Exercise input |
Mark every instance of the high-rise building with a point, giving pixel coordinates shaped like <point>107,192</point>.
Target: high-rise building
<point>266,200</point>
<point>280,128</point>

* * *

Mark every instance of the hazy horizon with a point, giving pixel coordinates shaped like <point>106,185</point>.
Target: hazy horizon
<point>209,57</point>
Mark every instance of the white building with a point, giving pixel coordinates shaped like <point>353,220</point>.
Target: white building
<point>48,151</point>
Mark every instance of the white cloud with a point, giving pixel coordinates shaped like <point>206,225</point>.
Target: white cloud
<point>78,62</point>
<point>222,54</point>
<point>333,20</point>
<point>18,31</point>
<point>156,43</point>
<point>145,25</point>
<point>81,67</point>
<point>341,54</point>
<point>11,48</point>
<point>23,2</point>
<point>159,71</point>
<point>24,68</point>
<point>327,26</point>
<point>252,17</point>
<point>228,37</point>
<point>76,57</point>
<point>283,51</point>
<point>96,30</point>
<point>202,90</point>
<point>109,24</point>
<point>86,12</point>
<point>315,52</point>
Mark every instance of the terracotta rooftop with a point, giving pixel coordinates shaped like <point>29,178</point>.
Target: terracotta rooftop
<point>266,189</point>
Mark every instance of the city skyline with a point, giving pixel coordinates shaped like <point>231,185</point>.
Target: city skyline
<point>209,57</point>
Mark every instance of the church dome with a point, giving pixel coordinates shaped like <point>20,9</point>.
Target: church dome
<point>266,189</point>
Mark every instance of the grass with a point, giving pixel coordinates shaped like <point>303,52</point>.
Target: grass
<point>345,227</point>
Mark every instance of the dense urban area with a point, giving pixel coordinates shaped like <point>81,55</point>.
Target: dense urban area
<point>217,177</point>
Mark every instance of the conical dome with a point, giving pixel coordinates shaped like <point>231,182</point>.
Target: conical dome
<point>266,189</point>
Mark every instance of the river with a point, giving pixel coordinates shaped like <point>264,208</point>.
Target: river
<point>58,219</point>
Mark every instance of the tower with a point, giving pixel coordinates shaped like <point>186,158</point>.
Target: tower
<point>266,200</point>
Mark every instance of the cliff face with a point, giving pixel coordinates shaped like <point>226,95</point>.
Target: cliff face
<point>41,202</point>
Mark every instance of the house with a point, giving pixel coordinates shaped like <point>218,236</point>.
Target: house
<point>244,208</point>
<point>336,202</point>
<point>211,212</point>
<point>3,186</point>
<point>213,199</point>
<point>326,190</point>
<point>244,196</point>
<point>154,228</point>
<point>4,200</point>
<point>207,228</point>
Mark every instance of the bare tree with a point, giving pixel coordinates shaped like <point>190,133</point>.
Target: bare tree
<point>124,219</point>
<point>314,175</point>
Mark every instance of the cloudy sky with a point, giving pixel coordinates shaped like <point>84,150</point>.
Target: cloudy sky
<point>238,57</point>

---

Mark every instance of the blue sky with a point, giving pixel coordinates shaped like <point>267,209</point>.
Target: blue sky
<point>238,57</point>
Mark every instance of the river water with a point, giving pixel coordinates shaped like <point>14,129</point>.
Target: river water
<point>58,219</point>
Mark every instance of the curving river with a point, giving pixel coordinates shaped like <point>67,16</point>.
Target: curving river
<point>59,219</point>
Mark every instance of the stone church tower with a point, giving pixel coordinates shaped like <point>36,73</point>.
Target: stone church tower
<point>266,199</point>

Task directions |
Return only the part of the records above that opens with the line containing "Mark every instance of the white cloud" and closes with the line containing "Mark every instance of the terracotta", ends included.

Solution to this problem |
Mark every instance of the white cloud with a point, giving pixel coordinates shaped like <point>206,225</point>.
Target: white cloud
<point>78,62</point>
<point>222,54</point>
<point>333,20</point>
<point>18,31</point>
<point>156,43</point>
<point>145,25</point>
<point>81,67</point>
<point>341,54</point>
<point>11,48</point>
<point>23,2</point>
<point>159,71</point>
<point>24,68</point>
<point>327,26</point>
<point>252,17</point>
<point>228,37</point>
<point>76,57</point>
<point>283,51</point>
<point>96,30</point>
<point>202,90</point>
<point>109,24</point>
<point>86,12</point>
<point>315,52</point>
Mark every instance of the terracotta rooftop with a point, giving pixel coordinates shaped like <point>29,178</point>.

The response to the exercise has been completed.